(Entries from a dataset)

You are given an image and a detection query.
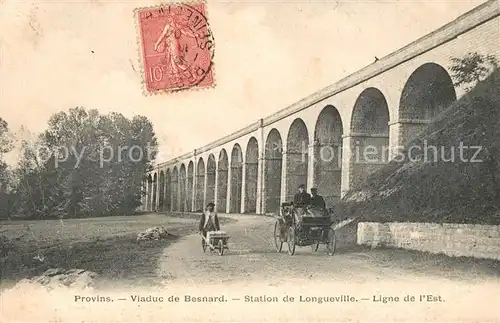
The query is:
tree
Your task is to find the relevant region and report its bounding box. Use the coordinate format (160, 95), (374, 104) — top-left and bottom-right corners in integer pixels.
(450, 52), (499, 92)
(0, 118), (12, 217)
(14, 107), (157, 218)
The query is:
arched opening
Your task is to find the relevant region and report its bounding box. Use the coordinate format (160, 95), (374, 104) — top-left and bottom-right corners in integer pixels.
(229, 144), (243, 213)
(186, 161), (194, 211)
(314, 105), (344, 207)
(171, 166), (179, 212)
(215, 149), (229, 213)
(245, 137), (259, 213)
(286, 119), (309, 201)
(158, 171), (165, 212)
(399, 63), (457, 143)
(264, 129), (283, 213)
(349, 88), (389, 187)
(179, 164), (187, 212)
(146, 174), (153, 212)
(195, 157), (205, 211)
(152, 173), (158, 212)
(165, 169), (172, 212)
(206, 154), (217, 203)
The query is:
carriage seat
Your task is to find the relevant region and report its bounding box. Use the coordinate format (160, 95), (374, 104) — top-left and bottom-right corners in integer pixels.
(207, 231), (229, 241)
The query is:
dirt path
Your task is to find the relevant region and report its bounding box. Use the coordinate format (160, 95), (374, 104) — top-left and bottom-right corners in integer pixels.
(155, 215), (499, 284)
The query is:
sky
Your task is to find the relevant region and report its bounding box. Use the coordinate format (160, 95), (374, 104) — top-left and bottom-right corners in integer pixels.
(0, 0), (484, 167)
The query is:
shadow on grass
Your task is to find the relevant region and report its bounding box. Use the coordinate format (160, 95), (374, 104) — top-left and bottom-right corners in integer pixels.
(0, 234), (188, 288)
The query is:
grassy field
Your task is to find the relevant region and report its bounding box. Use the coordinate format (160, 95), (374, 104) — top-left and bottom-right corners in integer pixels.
(0, 214), (234, 288)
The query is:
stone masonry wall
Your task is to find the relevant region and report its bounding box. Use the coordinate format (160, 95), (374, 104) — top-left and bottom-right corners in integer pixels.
(357, 222), (500, 260)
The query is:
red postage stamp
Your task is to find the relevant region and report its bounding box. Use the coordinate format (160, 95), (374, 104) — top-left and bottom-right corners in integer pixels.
(136, 2), (214, 93)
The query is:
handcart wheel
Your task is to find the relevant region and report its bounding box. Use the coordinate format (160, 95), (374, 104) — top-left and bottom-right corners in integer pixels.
(219, 239), (224, 256)
(274, 221), (283, 252)
(326, 228), (337, 256)
(287, 226), (295, 256)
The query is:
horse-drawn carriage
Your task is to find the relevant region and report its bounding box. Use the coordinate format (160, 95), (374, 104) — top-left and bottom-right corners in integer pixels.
(274, 203), (336, 256)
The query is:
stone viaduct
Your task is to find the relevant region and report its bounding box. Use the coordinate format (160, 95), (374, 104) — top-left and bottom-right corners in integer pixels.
(143, 0), (500, 214)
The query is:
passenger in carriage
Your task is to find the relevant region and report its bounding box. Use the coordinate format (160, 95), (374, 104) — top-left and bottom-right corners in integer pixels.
(198, 203), (220, 238)
(311, 187), (326, 211)
(293, 184), (311, 224)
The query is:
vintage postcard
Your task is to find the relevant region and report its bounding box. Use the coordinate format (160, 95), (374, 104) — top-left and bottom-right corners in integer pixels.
(0, 0), (500, 322)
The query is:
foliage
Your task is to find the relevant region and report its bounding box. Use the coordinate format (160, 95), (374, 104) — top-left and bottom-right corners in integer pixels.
(11, 107), (157, 218)
(0, 118), (12, 217)
(450, 52), (499, 91)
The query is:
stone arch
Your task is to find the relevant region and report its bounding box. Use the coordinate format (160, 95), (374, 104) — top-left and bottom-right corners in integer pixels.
(229, 144), (243, 213)
(205, 154), (217, 204)
(146, 174), (153, 212)
(164, 169), (172, 212)
(399, 63), (457, 143)
(186, 161), (194, 211)
(158, 170), (165, 212)
(264, 128), (283, 213)
(170, 166), (179, 212)
(195, 157), (205, 211)
(313, 105), (344, 207)
(245, 137), (259, 213)
(151, 172), (158, 212)
(215, 149), (229, 213)
(285, 118), (309, 201)
(179, 164), (188, 212)
(349, 87), (389, 187)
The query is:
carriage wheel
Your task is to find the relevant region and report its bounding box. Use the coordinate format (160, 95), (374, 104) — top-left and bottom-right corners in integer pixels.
(274, 221), (283, 252)
(311, 241), (319, 252)
(201, 238), (207, 252)
(287, 226), (295, 256)
(326, 228), (337, 256)
(219, 239), (224, 256)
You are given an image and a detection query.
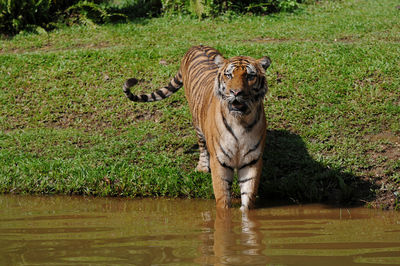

### Objective:
Please copy every row above word for word, leaving out the pictures.

### Finished task:
You are given an image and a detection query.
The query is:
tree
Your task is to find the relevant region and report its bounding box. Use the coordinate format (160, 95), (374, 104) — top-left and bottom-right corners in integer pixels.
(450, 52), (499, 92)
(0, 118), (12, 217)
(14, 107), (157, 218)
The query is:
arched opening
Your task is to find the relevant region and report its bounding box. Use the coordinate format (160, 95), (374, 104) — top-left and bottom-right corners in integer pixels.
(229, 144), (243, 213)
(186, 161), (194, 211)
(314, 105), (344, 207)
(171, 166), (179, 212)
(215, 149), (229, 213)
(245, 137), (259, 213)
(286, 119), (309, 201)
(158, 171), (165, 212)
(399, 63), (457, 143)
(264, 129), (283, 213)
(349, 88), (389, 187)
(179, 164), (187, 212)
(146, 174), (153, 212)
(195, 157), (205, 211)
(152, 173), (158, 212)
(165, 169), (172, 212)
(206, 154), (217, 203)
The query is:
carriage seat
Your task is to find the relevant region and report its bounding box. Use the coordinate format (160, 95), (374, 104) — top-left and bottom-right corners in integer pixels.
(207, 231), (229, 241)
The query is:
dirt path
Your task is to find the relevant region and report its bounding box. Use the coordinate format (160, 95), (374, 104) — top-left and bottom-right corners in integer pixels.
(155, 215), (499, 284)
The query is:
sky
Your task is to find the relevant region and report its bounding box. Use the coordinate format (160, 95), (374, 104) — top-left and bottom-right corners in integer pixels.
(0, 0), (484, 167)
The query is:
shadow on grass
Your task is to find the relevant region and report its bounding box. Use the coordinate format (160, 95), (374, 104) — top-left and bottom-right corners in integer pixels.
(0, 234), (188, 288)
The query is:
grassy field
Your task is to find the relevant region and report its bounding box. Use the coordinate format (160, 95), (374, 104) — top-left and bottom-right corners in integer pixels.
(0, 214), (234, 288)
The query is:
stone masonry wall
Your task is to find the relevant region and report its bounding box. Use the coordinate format (160, 95), (374, 104) — top-left and bottom-right corners in integer pixels.
(357, 222), (500, 260)
The query is:
red postage stamp
Your task is to find the relevant region and report its bounding box. Use the coordinate format (160, 95), (374, 104) — top-left and bottom-right corners in integer pixels.
(136, 2), (214, 93)
The query is:
handcart wheel
Your task is to find the relevant region and report its bounding box. Use the coordinate format (160, 95), (374, 104) — top-left and bottom-right corners in integer pixels.
(219, 239), (224, 256)
(274, 221), (283, 252)
(326, 228), (337, 256)
(287, 226), (295, 256)
The query is:
horse-drawn carriage
Your task is to find the relevant region and report its bounding box. Use the coordinate format (160, 95), (374, 104) — top-left and bottom-right corners in integer pixels.
(274, 203), (336, 256)
The query is:
stone viaduct
Your task is to find the relevant region and report its bounding box. Use the coordinate format (160, 95), (374, 104) — top-left and bottom-right corners in integer pixels.
(143, 0), (500, 214)
The query is:
passenger in carriage
Your task is to find the relevant region and report its bounding box. Use the coordinate format (160, 95), (374, 104) — top-left and bottom-right corners in integer pixels.
(198, 203), (220, 238)
(311, 187), (326, 211)
(293, 184), (311, 224)
The query is:
vintage postcard
Your task is to find the relevant region and report its bounding box. Use the coordinate format (160, 95), (374, 104) — top-left and bottom-right corners in integer pixels.
(0, 0), (500, 322)
The query is:
foliage
Your task is to find the relevant region and report its bounding box. Use the coordinate format (160, 95), (374, 104) — top-left and bottom-right corners in integer pixels.
(11, 107), (157, 218)
(0, 118), (12, 217)
(450, 52), (499, 91)
The query is:
stone arch
Your task is to find the relevant region and report its bounding box. Use the coordinate format (160, 95), (374, 104) — top-left and bottom-right corners in integer pixels.
(229, 144), (243, 213)
(205, 154), (217, 204)
(146, 174), (153, 212)
(164, 169), (172, 212)
(399, 63), (457, 143)
(186, 161), (194, 211)
(158, 170), (165, 212)
(264, 128), (283, 213)
(170, 166), (179, 212)
(195, 157), (205, 211)
(313, 105), (344, 207)
(245, 137), (259, 213)
(151, 172), (158, 212)
(215, 149), (229, 213)
(285, 118), (309, 201)
(179, 164), (188, 212)
(349, 87), (389, 187)
The query is:
carriage wheel
Your task is to find the relevant region and report its bounding box. Use the coordinate format (160, 95), (374, 104) — top-left and bottom-right corners in integer pixels.
(274, 221), (283, 252)
(311, 241), (319, 252)
(201, 238), (207, 252)
(287, 226), (295, 256)
(326, 228), (337, 256)
(219, 239), (224, 256)
You are given an image and a detection query.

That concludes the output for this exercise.